[Stored data]
★ ★ ★

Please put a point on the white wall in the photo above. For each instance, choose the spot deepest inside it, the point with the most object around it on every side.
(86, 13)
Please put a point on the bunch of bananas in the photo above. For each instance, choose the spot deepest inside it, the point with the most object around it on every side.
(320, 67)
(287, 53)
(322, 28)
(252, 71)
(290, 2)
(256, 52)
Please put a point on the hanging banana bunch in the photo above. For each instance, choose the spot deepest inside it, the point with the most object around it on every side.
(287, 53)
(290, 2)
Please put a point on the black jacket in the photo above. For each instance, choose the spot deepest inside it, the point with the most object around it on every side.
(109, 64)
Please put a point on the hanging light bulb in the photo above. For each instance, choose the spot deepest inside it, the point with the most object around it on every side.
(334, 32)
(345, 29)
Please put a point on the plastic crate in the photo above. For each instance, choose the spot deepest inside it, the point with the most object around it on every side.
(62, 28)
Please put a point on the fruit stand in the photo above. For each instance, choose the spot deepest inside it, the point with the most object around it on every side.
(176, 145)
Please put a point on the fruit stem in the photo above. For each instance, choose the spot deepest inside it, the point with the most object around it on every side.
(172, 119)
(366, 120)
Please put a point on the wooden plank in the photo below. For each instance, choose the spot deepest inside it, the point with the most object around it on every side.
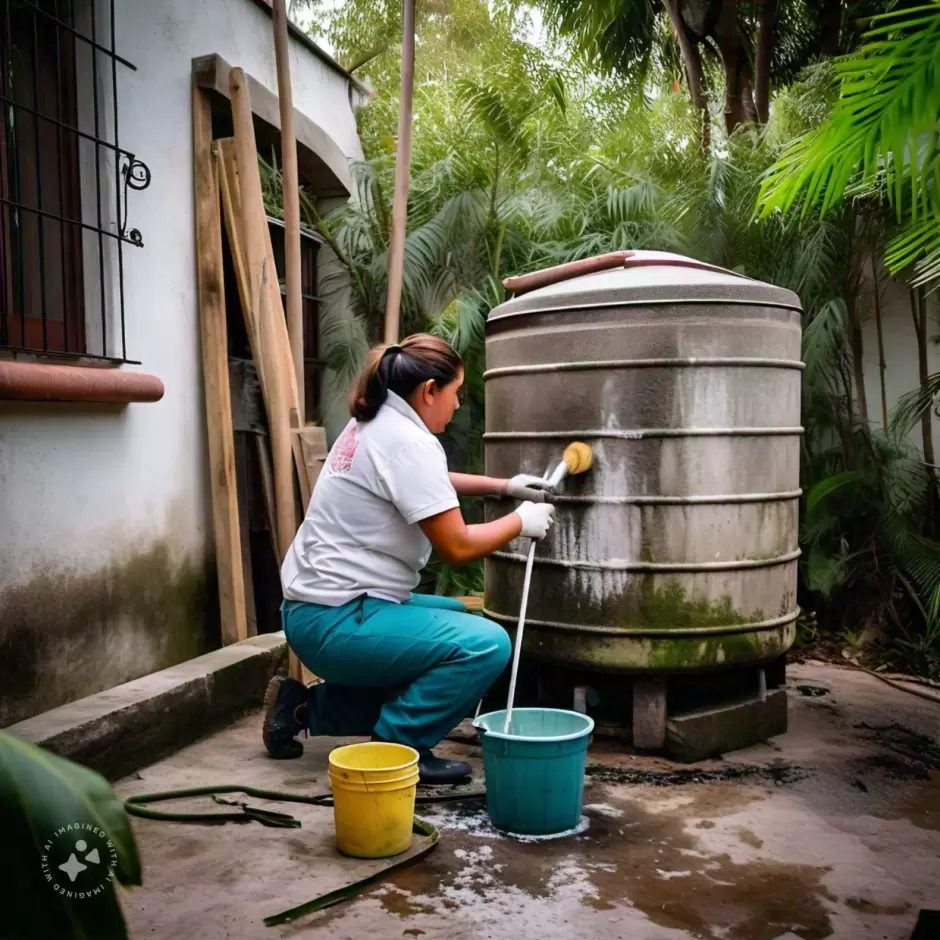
(271, 330)
(320, 157)
(242, 480)
(295, 321)
(230, 182)
(214, 342)
(313, 442)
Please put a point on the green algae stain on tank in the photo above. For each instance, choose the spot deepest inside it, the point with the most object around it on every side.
(669, 607)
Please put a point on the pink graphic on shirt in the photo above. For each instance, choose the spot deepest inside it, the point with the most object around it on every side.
(344, 450)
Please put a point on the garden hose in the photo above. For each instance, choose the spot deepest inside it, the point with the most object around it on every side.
(138, 805)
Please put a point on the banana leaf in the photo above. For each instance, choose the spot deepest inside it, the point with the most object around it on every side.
(66, 840)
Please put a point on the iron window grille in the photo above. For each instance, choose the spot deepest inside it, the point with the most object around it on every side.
(64, 181)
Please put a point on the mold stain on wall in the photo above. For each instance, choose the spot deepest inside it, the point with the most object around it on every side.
(65, 634)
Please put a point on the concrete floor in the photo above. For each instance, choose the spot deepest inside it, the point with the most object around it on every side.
(832, 830)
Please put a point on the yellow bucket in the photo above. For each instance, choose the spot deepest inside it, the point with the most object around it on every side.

★ ★ ★

◆ Your goal
Could you write out all of the material above again, substituting "plastic basket" for "plastic crate" and changing nothing else, with the pictures left out?

◆ Result of the exercise
Please put a point on the white wall in the photo above. For each instance, choose the spot deepest inside it, the point with the most object around it on every side.
(86, 13)
Please put a point on the bunch of bananas in the photo above. For each instance, choose the spot deepest inside it, the point with the most object around it on every side.
(320, 67)
(287, 53)
(322, 28)
(252, 71)
(290, 2)
(256, 52)
Please put a point on the hanging banana bunch in the photo above. For each instance, choose the spot deepest inside it, the point with the most object around it on every side.
(287, 53)
(290, 2)
Please put a point on the black jacket in the photo above. For each instance, choose the spot deepest inside it, the point with the most object around it on every side.
(109, 64)
Please put a point on the hanging light bulb in the photo above. For each instance, choose the spot deepest inside it, the point with the most object around it on every side.
(334, 32)
(345, 29)
Please put a point on the plastic basket in the photo above. For each instance, choose the spot deepest inside it, the point with the most object around it on every side.
(62, 28)
Please put a point on the fruit stand in the photo above. For each instance, choose the spot deepest inside it, the point with the most object around it on every side.
(176, 145)
Please put a point on the fruit stem in the photo above. For each instance, choose the spot deepest inside it, the point with the most object around it on every side.
(172, 119)
(366, 120)
Please put a point on the wooden plank in the photo below. For each instance, choose the spot deepest inside it, the point with the most object around it on every side.
(271, 330)
(320, 157)
(242, 480)
(295, 321)
(230, 182)
(214, 342)
(313, 442)
Please put a point on the green algae stain on tank in the photo above. For each instance, choose the spot deepest inside it, the point with the most object around it on every side.
(669, 607)
Please put a point on the pink graphic on shirt in the photo above. For each instance, choose the spot deepest inside it, the point with the most object around it on every side.
(344, 450)
Please put a point on the garden hose in the photo above. For each instance, choose the spot deepest inside it, the point with the most object around it on every side.
(138, 805)
Please put a point on the banana leaf in the photo above. For each instance, choose the spot deepest inside it, the point with the most object around it on every side.
(66, 840)
Please put a point on the iron window grille in the photo above. For each instance, choose the spot deepest inside it, the point with the most object around it on every side.
(64, 181)
Please put a point on the mold stain on wall in the photo above. For each instance, choose the spot deepest inside it, the point with the most object around it on every side.
(65, 634)
Please put a point on the concrete floor in the photo above. For each instance, choose the spot deepest inside it, the point with the most object around it on every side.
(832, 830)
Please put a point on the yellow bucket in the photo above. For each instance, choose the spot deepest inside it, the point with the most object around it on every side.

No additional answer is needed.